Saved entries
- - - - -

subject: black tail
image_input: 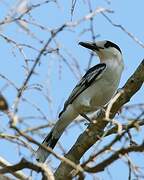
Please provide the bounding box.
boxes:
[35,112,74,162]
[36,129,60,162]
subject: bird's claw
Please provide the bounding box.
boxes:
[84,122,90,126]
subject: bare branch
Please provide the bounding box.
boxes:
[0,158,54,180]
[0,157,28,180]
[101,12,144,48]
[84,143,144,173]
[13,24,67,112]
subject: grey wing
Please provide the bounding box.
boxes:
[59,63,106,117]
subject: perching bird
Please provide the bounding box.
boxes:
[36,40,124,162]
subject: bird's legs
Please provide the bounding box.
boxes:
[80,113,93,124]
[80,107,106,125]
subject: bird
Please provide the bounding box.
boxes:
[36,40,124,162]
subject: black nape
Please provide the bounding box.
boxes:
[104,41,122,54]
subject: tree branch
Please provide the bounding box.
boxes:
[84,143,144,173]
[0,158,54,180]
[0,157,28,180]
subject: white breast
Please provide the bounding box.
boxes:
[72,60,123,114]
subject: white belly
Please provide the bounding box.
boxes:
[72,72,120,113]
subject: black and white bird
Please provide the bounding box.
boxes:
[36,40,124,162]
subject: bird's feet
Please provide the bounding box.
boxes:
[80,113,93,125]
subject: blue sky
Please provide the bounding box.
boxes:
[0,0,144,179]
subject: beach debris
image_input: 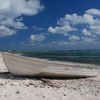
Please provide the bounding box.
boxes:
[16,90,20,94]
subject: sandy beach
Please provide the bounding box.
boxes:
[0,53,100,100]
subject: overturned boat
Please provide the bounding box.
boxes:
[1,52,98,78]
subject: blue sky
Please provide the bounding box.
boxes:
[0,0,100,51]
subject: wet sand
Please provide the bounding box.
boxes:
[0,53,100,100]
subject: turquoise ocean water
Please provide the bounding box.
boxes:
[19,50,100,65]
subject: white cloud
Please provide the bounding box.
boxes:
[82,37,94,42]
[50,41,69,46]
[83,14,94,25]
[0,0,44,37]
[69,35,80,42]
[48,8,100,43]
[0,0,44,17]
[61,14,86,25]
[32,25,44,31]
[0,18,27,29]
[0,25,16,37]
[48,25,74,34]
[30,34,45,42]
[89,20,100,35]
[48,13,87,35]
[86,9,100,16]
[82,29,92,36]
[48,27,55,33]
[13,21,27,29]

- - - - -

**EXERCISE OBJECTIVE:**
Restate it all word for word: every record, no pictures.

**SOLUTION:**
subject: black tail
image_input: 
Please provide the bounding box.
boxes:
[35,112,74,162]
[36,129,60,162]
subject: bird's claw
Please provide the bounding box.
boxes:
[84,122,90,126]
subject: bare branch
Please provide the bounding box.
boxes:
[0,158,54,180]
[0,157,28,180]
[101,12,144,48]
[84,143,144,173]
[13,24,67,112]
subject: grey wing
Please provide the bounding box.
boxes:
[59,63,106,117]
subject: perching bird
Please provide the bounding box.
boxes:
[36,40,124,162]
subject: bird's legs
Please provide the bounding box.
boxes:
[80,113,93,124]
[80,107,106,125]
subject: bird
Please provide the bounding box.
boxes:
[36,40,124,162]
subject: black nape
Please provide the bounding box.
boxes:
[104,41,122,54]
subject: tree branch
Please provide the bounding box.
boxes:
[84,143,144,173]
[0,158,54,180]
[0,157,28,180]
subject: white breast
Please provide the bounding box.
boxes:
[72,60,123,114]
subject: white belly
Please provide the bounding box.
boxes:
[72,72,120,113]
subject: black and white bird
Please provide the bounding box.
boxes:
[36,40,124,162]
subject: bird's feet
Please provide the bounding box.
boxes:
[80,113,93,125]
subject: blue sky
Please provide the bounding box.
boxes:
[0,0,144,179]
subject: beach debris
image_input: 
Please provide the bounding box.
boxes:
[16,90,20,94]
subject: sandy beach
Please provide the bounding box.
boxes:
[0,53,100,100]
subject: overturned boat
Please provide the bounding box.
boxes:
[1,52,98,78]
subject: blue sky
Please provide the bounding box.
boxes:
[0,0,100,51]
subject: wet sand
Please provide the bounding box.
boxes:
[0,53,100,100]
subject: turquoise ocean water
Please provide the bounding box.
boxes:
[19,50,100,65]
subject: white cloud
Please provide the bounding box.
boxes:
[82,37,94,42]
[50,41,69,46]
[83,14,94,25]
[0,0,44,37]
[69,35,80,42]
[48,8,100,43]
[0,0,44,17]
[61,14,86,25]
[32,25,44,31]
[0,18,27,29]
[0,25,16,37]
[48,25,74,34]
[30,34,45,42]
[89,20,100,35]
[48,13,87,35]
[86,9,100,16]
[82,29,92,36]
[48,27,55,33]
[13,21,27,29]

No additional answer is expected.